- Written request -
Transcribe the following material line for line, without changing anything.

Labeled area outline material:
_ _ _ _

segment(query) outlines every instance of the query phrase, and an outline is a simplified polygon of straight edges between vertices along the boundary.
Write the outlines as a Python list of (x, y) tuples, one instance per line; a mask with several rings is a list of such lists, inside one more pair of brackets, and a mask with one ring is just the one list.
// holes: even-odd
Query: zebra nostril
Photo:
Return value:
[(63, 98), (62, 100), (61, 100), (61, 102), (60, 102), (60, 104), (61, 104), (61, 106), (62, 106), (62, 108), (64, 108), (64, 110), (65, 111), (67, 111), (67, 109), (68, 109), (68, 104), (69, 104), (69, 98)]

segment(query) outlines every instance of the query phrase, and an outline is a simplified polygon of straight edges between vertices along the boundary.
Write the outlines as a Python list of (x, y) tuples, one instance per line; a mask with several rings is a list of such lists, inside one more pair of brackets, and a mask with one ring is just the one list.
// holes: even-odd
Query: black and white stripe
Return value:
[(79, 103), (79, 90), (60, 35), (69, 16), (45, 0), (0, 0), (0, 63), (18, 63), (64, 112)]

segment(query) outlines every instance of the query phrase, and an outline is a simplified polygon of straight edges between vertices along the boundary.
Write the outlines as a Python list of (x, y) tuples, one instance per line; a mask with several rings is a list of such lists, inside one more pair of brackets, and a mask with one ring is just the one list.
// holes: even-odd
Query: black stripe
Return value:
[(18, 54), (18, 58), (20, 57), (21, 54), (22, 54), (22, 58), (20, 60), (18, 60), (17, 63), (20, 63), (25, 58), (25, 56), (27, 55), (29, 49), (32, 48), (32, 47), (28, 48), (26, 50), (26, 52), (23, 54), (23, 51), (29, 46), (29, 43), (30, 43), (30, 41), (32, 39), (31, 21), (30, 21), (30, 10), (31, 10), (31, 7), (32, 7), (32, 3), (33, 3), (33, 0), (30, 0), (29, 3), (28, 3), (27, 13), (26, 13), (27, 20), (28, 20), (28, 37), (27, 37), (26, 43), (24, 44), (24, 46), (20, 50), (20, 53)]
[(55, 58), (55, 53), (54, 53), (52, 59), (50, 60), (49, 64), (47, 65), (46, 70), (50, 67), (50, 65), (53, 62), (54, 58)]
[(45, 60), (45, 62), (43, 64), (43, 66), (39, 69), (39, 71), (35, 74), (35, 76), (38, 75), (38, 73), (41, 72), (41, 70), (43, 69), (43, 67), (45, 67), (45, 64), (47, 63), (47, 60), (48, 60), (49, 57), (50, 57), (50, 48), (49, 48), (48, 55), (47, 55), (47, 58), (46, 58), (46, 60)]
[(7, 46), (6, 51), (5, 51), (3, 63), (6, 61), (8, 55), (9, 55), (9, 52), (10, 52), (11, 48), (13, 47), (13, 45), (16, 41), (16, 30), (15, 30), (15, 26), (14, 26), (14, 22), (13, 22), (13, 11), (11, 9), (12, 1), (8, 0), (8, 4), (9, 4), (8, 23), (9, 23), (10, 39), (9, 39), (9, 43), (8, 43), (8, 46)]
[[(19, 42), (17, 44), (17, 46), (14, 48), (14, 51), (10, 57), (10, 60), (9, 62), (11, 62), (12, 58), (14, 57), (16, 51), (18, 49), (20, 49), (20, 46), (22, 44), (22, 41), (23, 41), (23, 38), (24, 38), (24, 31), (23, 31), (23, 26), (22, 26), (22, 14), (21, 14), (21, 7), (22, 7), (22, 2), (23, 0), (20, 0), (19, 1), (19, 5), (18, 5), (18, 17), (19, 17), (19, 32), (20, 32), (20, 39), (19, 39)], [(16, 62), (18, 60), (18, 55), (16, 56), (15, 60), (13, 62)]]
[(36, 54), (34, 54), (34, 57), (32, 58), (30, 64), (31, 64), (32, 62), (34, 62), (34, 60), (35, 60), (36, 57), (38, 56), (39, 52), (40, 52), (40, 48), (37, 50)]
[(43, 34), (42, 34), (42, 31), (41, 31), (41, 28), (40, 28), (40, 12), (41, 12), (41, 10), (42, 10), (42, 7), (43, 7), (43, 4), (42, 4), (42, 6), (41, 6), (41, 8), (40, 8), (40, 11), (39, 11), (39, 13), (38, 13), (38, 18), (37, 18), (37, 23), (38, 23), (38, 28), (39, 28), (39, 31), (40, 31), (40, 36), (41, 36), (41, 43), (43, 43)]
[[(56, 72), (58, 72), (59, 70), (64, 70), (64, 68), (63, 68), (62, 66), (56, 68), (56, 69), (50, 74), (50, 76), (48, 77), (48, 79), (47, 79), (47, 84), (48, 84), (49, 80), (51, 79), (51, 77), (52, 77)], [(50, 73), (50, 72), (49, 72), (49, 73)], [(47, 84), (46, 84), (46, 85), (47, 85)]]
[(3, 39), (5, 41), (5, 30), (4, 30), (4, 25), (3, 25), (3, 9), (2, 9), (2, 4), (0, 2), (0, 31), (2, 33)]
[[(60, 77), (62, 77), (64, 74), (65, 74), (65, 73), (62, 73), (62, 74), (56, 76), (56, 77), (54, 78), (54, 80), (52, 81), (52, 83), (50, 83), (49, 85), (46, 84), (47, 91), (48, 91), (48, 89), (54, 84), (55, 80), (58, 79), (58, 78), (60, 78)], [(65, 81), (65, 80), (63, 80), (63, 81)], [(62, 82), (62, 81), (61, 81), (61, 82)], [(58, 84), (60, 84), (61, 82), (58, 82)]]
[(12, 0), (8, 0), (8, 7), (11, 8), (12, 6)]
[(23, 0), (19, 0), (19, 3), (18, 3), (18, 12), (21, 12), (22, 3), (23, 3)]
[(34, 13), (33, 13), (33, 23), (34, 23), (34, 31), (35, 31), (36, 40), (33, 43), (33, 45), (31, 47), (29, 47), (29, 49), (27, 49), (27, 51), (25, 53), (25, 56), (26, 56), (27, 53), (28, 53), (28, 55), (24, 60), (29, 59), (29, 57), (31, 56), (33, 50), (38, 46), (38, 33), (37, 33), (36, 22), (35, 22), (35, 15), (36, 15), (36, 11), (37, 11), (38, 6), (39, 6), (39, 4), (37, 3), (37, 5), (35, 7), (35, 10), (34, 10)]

_ _ _ _

- Output for this exercise -
segment(query) outlines every instance of the query phrase, and an outline is a simplified polygon of straight edges between vertices along the boundary.
Write the outlines as a Python list of (x, y) tuples, one instance per line; a mask with several rings is a list of such lists, inside one more pair of brackets, and a mask with one ring is just the one list.
// holes: even-odd
Query: zebra nostril
Photo:
Return value:
[(63, 98), (62, 100), (61, 100), (61, 102), (60, 102), (60, 104), (61, 104), (61, 106), (62, 106), (62, 108), (64, 108), (64, 110), (65, 111), (67, 111), (67, 109), (68, 109), (68, 104), (69, 104), (69, 98)]

segment(query) outlines every instance of the query phrase, and an outline is a simplified polygon of straight edges between vertices along the boundary.
Write the outlines as a Python list of (x, y) tuples, one instance per line; a mask with several rings is a list of such lists, inside one more pair of brackets, and a mask with one ring is just the one list.
// holes: even-odd
Query: black and white stripe
Return value:
[(79, 103), (79, 90), (60, 35), (69, 16), (45, 0), (0, 0), (0, 63), (18, 63), (64, 112)]

segment(query) outlines every instance of the query phrase, and an outline is a simplified polygon of straight edges between vertices along the boundary.
Write the outlines as a Python list of (x, y) tuples, one instance per line; a mask with several rings is a list of such lists, inside one more pair of brackets, and a mask with one ring is just the one list.
// holes: even-odd
Query: black stripe
Return value:
[(18, 54), (18, 58), (20, 57), (21, 54), (22, 54), (22, 58), (20, 60), (18, 60), (17, 63), (20, 63), (25, 58), (25, 56), (27, 55), (29, 49), (32, 48), (32, 47), (28, 48), (26, 50), (26, 52), (23, 54), (23, 51), (29, 46), (29, 43), (30, 43), (30, 41), (32, 39), (31, 21), (30, 21), (30, 10), (31, 10), (31, 7), (32, 7), (32, 3), (33, 3), (33, 0), (30, 0), (29, 3), (28, 3), (27, 13), (26, 13), (27, 20), (28, 20), (28, 37), (27, 37), (26, 43), (24, 44), (24, 46), (20, 50), (20, 53)]
[(55, 58), (55, 53), (54, 53), (52, 59), (50, 60), (49, 64), (47, 65), (46, 70), (50, 67), (50, 65), (53, 62), (54, 58)]
[(45, 60), (45, 62), (43, 64), (43, 66), (39, 69), (39, 71), (35, 74), (35, 76), (38, 75), (38, 73), (41, 72), (41, 70), (43, 69), (43, 67), (45, 67), (45, 64), (47, 63), (47, 60), (48, 60), (49, 57), (50, 57), (50, 48), (49, 48), (48, 55), (47, 55), (47, 58), (46, 58), (46, 60)]
[(7, 46), (6, 51), (5, 51), (3, 63), (6, 61), (8, 55), (9, 55), (9, 52), (10, 52), (11, 48), (13, 47), (13, 45), (16, 41), (16, 30), (15, 30), (15, 26), (14, 26), (14, 22), (13, 22), (13, 11), (11, 9), (12, 1), (8, 0), (8, 4), (9, 4), (8, 23), (9, 23), (10, 39), (9, 39), (9, 43), (8, 43), (8, 46)]
[[(19, 42), (17, 44), (17, 46), (14, 48), (14, 51), (10, 57), (10, 60), (9, 62), (11, 62), (12, 58), (14, 57), (16, 51), (18, 49), (20, 49), (20, 46), (22, 44), (22, 41), (23, 41), (23, 38), (24, 38), (24, 31), (23, 31), (23, 26), (22, 26), (22, 14), (21, 14), (21, 7), (22, 7), (22, 2), (23, 0), (20, 0), (19, 1), (19, 5), (18, 5), (18, 17), (19, 17), (19, 32), (20, 32), (20, 39), (19, 39)], [(16, 62), (18, 60), (18, 55), (16, 56), (15, 60), (13, 62)]]
[(36, 54), (34, 54), (34, 57), (32, 58), (30, 64), (31, 64), (32, 62), (34, 62), (34, 60), (35, 60), (36, 57), (38, 56), (39, 52), (40, 52), (40, 48), (37, 50)]
[(43, 34), (42, 34), (42, 31), (41, 31), (41, 28), (40, 28), (40, 12), (41, 12), (41, 10), (42, 10), (42, 7), (43, 7), (43, 4), (42, 4), (42, 6), (41, 6), (41, 8), (40, 8), (40, 11), (39, 11), (39, 13), (38, 13), (38, 18), (37, 18), (37, 23), (38, 23), (38, 28), (39, 28), (39, 31), (40, 31), (40, 36), (41, 36), (41, 43), (43, 43)]
[[(56, 72), (58, 72), (59, 70), (64, 70), (64, 68), (63, 68), (62, 66), (56, 68), (56, 69), (50, 74), (50, 76), (48, 77), (48, 79), (47, 79), (47, 84), (48, 84), (49, 80), (51, 79), (51, 77), (52, 77)], [(50, 73), (50, 72), (49, 72), (49, 73)], [(47, 84), (46, 84), (46, 85), (47, 85)]]
[(3, 39), (5, 41), (5, 30), (4, 30), (4, 25), (3, 25), (3, 9), (2, 9), (2, 4), (0, 2), (0, 31), (2, 33)]
[[(60, 77), (62, 77), (64, 74), (65, 74), (65, 73), (62, 73), (62, 74), (56, 76), (56, 77), (54, 78), (54, 80), (52, 81), (52, 83), (50, 83), (49, 85), (46, 84), (47, 91), (48, 91), (48, 89), (54, 84), (55, 80), (58, 79), (58, 78), (60, 78)], [(65, 81), (65, 80), (63, 80), (63, 81)], [(62, 82), (62, 81), (61, 81), (61, 82)], [(58, 84), (60, 84), (61, 82), (58, 82)]]
[(12, 0), (8, 0), (8, 7), (11, 8), (12, 6)]
[(23, 0), (19, 0), (19, 3), (18, 3), (18, 12), (21, 12), (22, 3), (23, 3)]
[(34, 13), (33, 13), (33, 23), (34, 23), (34, 31), (35, 31), (36, 40), (33, 43), (33, 45), (31, 47), (29, 47), (29, 49), (27, 49), (27, 51), (25, 53), (25, 56), (26, 56), (27, 53), (28, 53), (28, 55), (24, 60), (29, 59), (29, 57), (31, 56), (33, 50), (38, 46), (38, 33), (37, 33), (36, 22), (35, 22), (35, 15), (36, 15), (36, 11), (37, 11), (38, 6), (39, 6), (39, 4), (37, 3), (37, 5), (35, 7), (35, 10), (34, 10)]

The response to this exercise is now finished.